GIVEN EXERCISE |
Each entry below is to be duplicated verbatim.

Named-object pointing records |
[Begin]

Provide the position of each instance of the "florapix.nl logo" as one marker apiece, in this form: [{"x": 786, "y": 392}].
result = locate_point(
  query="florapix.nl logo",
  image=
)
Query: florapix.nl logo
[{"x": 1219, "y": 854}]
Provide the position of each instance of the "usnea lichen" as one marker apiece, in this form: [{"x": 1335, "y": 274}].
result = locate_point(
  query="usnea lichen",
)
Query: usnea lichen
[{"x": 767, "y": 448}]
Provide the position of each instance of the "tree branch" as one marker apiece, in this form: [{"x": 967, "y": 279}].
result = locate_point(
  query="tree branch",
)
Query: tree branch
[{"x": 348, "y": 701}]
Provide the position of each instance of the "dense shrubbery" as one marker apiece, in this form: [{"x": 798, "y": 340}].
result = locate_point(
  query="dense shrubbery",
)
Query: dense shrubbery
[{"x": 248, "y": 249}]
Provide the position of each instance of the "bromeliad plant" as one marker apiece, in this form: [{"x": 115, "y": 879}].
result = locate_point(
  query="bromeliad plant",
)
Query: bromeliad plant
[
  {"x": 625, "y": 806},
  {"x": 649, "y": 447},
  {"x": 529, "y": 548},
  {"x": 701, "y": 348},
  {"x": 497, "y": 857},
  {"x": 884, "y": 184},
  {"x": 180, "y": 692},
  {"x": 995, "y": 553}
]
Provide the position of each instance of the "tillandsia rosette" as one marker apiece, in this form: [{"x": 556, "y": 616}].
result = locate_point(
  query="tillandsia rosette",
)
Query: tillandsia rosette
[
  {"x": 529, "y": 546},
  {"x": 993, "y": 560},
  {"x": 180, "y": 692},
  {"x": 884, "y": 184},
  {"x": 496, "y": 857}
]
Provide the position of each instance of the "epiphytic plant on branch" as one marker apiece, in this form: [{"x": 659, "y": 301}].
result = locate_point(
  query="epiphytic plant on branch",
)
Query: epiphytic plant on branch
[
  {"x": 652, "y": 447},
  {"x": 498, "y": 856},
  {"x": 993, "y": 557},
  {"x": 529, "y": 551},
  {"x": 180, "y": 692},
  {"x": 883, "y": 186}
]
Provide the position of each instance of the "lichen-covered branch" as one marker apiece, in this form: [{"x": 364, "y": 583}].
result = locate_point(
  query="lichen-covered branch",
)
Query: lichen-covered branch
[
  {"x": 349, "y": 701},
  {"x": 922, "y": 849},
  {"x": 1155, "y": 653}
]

[End]

FULL RESPONSE |
Provide the position of each instance of the "florapix.nl logo" as one marker apiece, in this form: [{"x": 786, "y": 392}].
result = locate_point(
  query="florapix.nl logo",
  image=
)
Query: florapix.nl logo
[{"x": 1219, "y": 854}]
Provide the position of each instance of the "usnea lichen" as one marker apiece, in this form: [{"x": 1335, "y": 274}].
result = locate_point(
  query="usnea lichen",
)
Query: usnea lichen
[{"x": 767, "y": 448}]
Provide the position of each instance of the "tree branch" as one marker apiece, in this form: [{"x": 967, "y": 279}].
result = locate_point(
  query="tree branch",
)
Query: tree branch
[{"x": 348, "y": 701}]
Provide the position of each instance of the "dense shrubbery" as one marker apiece, in this form: [{"x": 798, "y": 340}].
result = locate_point(
  query="dense shrubbery",
)
Query: dense shrubbery
[{"x": 248, "y": 249}]
Provide the position of each instance of the "bromeliad plant" as one marker apiece, in this form: [{"x": 115, "y": 879}].
result = locate_point(
  query="bromeliad plant",
)
Query: bromeliad plant
[
  {"x": 625, "y": 806},
  {"x": 649, "y": 447},
  {"x": 529, "y": 548},
  {"x": 701, "y": 348},
  {"x": 497, "y": 857},
  {"x": 884, "y": 184},
  {"x": 180, "y": 692},
  {"x": 995, "y": 553}
]
Provide the position of each instance of the "tillandsia rosette" as one marker apiece, in this form: [{"x": 556, "y": 616}].
result = locate_point(
  query="tillandsia rosette",
)
Query: tillandsia rosette
[
  {"x": 529, "y": 546},
  {"x": 993, "y": 560},
  {"x": 180, "y": 692},
  {"x": 884, "y": 184},
  {"x": 496, "y": 857}
]
Provide the position of each instance of the "epiphytic plant on branch" as one marker apiece, in this form: [{"x": 659, "y": 301}].
result = locate_point(
  query="epiphytic plant on branch",
)
Query: epiphytic plant on branch
[
  {"x": 652, "y": 447},
  {"x": 498, "y": 856},
  {"x": 993, "y": 557},
  {"x": 529, "y": 551},
  {"x": 180, "y": 692},
  {"x": 883, "y": 186}
]
Provide the position of each instance of the "lichen-covered branch" as one marker apiece, in this form: [{"x": 364, "y": 583}].
result = locate_point(
  query="lichen-covered branch",
)
Query: lichen-covered branch
[
  {"x": 349, "y": 701},
  {"x": 922, "y": 849},
  {"x": 1155, "y": 653}
]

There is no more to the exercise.